(Given task 1)
Print the passage of the Kafka thread below that begins at the words "Le mer. 8 janv." and stops after "you can wait.", with every word and mark kept the same.

(Selected excerpt)
Re: kafka: how to stop consumption temporarily

2020-01-08 Thread David Morin
Awesome !
I gonna implement it.
Thanks a lot Arvid.

Le mer. 8 janv. 2020 à 12:00, Arvid Heise  a écrit :

> I'd second Chesnay's suggestion to use a custom source. It would be a
> piece of cake with FLIP-27 [1], but we are not there yet unfortunately.
> It's probably in Flink 1.11 (mid year) if you can wait.
>
> The current way would be a source that wraps the two KafkaConsumer and
> blocks the normal consumer from outputting elements. Here is a quick and
> dirty solution that I threw together:
> https://gist.github.com/AHeise/d7a8662f091e5a135c5ccfd6630634dd .
>
> [1]
> https://cwiki.apache.org/confluence/display/FLINK/FLIP-27%3A+Refactor+Source+Interface
>
> On Mon, Jan 6, 2020 at 1:16 PM David Morin 
> wrote:
>
>> My naive solution can't work because a dump can be quite long.
>> So, yes I have to find a way to stop the consumption from the topic used
>> for streaming mode when a dump is done :(
>> Terry, I try to implement something based on your reply and based on this
>> thread
>> https://stackoverflow.com/questions/59201503/flink-kafka-gracefully-close-flink-consuming-messages-from-kafka-source-after-a
>> Any suggestions are welcomed
>> thx.

(Pointing dataset records)

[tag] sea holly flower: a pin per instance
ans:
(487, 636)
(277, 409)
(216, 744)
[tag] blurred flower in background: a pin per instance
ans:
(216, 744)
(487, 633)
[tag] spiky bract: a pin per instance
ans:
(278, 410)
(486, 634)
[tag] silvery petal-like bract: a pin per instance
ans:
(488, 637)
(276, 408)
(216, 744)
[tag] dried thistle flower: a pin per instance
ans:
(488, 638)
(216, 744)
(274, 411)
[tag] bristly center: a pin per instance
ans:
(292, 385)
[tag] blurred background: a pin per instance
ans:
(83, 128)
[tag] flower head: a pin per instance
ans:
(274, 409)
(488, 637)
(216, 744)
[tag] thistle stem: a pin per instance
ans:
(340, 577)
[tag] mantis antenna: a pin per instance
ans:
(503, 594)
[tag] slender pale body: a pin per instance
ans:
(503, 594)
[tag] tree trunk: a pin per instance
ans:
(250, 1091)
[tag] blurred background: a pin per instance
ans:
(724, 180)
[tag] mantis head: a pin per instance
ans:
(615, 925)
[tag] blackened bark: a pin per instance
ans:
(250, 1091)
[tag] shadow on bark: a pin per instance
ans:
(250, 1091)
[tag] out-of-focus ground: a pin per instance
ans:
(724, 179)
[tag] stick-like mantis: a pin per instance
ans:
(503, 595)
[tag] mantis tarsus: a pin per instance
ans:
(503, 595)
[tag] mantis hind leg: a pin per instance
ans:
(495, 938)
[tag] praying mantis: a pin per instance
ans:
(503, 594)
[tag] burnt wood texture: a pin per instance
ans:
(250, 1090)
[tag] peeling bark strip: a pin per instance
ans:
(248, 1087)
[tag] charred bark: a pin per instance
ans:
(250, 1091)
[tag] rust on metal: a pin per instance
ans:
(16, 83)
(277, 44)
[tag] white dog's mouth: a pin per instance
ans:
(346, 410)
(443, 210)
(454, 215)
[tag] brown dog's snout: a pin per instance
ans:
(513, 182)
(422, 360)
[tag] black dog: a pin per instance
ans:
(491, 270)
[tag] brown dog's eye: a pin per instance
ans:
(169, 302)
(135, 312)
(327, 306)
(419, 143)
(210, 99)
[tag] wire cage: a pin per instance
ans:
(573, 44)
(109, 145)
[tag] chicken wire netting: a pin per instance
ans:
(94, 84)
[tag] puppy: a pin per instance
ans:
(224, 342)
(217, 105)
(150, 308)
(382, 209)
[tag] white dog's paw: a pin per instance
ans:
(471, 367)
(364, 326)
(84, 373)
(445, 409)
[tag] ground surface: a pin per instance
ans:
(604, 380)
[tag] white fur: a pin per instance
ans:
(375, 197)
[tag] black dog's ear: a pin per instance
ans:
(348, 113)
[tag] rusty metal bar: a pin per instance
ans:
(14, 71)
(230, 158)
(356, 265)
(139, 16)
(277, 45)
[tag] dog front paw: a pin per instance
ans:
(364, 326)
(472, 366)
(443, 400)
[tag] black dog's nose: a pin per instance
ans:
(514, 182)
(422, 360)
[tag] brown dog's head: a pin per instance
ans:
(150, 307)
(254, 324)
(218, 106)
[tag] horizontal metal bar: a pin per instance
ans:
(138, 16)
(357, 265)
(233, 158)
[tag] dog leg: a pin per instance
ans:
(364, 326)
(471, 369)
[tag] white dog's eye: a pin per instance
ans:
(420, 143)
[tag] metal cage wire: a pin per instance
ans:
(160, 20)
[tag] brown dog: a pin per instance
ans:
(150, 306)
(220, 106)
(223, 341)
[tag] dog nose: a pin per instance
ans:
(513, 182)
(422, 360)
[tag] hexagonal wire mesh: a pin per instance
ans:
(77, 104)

(Given task 2)
Render the lines of the records above as a numbered list, starting at the line that has "[tag] puppy: a pin per instance" and stopping after the last line of the records. Leave out any blank lines.

(Expected output 1)
Le mer. 8 janv. 2020 à 12:00, Arvid Heise  a écrit :

> I'd second Chesnay's suggestion to use a custom source. It would be a
> piece of cake with FLIP-27 [1], but we are not there yet unfortunately.
> It's probably in Flink 1.11 (mid year) if you can wait.

(Expected output 2)
1. [tag] puppy: a pin per instance
2. ans:
3. (224, 342)
4. (217, 105)
5. (150, 308)
6. (382, 209)
7. [tag] white dog's paw: a pin per instance
8. ans:
9. (471, 367)
10. (364, 326)
11. (84, 373)
12. (445, 409)
13. [tag] ground surface: a pin per instance
14. ans:
15. (604, 380)
16. [tag] white fur: a pin per instance
17. ans:
18. (375, 197)
19. [tag] black dog's ear: a pin per instance
20. ans:
21. (348, 113)
22. [tag] rusty metal bar: a pin per instance
23. ans:
24. (14, 71)
25. (230, 158)
26. (356, 265)
27. (139, 16)
28. (277, 45)
29. [tag] dog front paw: a pin per instance
30. ans:
31. (364, 326)
32. (472, 366)
33. (443, 400)
34. [tag] black dog's nose: a pin per instance
35. ans:
36. (514, 182)
37. (422, 360)
38. [tag] brown dog's head: a pin per instance
39. ans:
40. (150, 307)
41. (254, 324)
42. (218, 106)
43. [tag] horizontal metal bar: a pin per instance
44. ans:
45. (138, 16)
46. (357, 265)
47. (233, 158)
48. [tag] dog leg: a pin per instance
49. ans:
50. (364, 326)
51. (471, 369)
52. [tag] white dog's eye: a pin per instance
53. ans:
54. (420, 143)
55. [tag] metal cage wire: a pin per instance
56. ans:
57. (160, 20)
58. [tag] brown dog: a pin per instance
59. ans:
60. (150, 306)
61. (220, 106)
62. (223, 341)
63. [tag] dog nose: a pin per instance
64. ans:
65. (513, 182)
66. (422, 360)
67. [tag] hexagonal wire mesh: a pin per instance
68. ans:
69. (77, 104)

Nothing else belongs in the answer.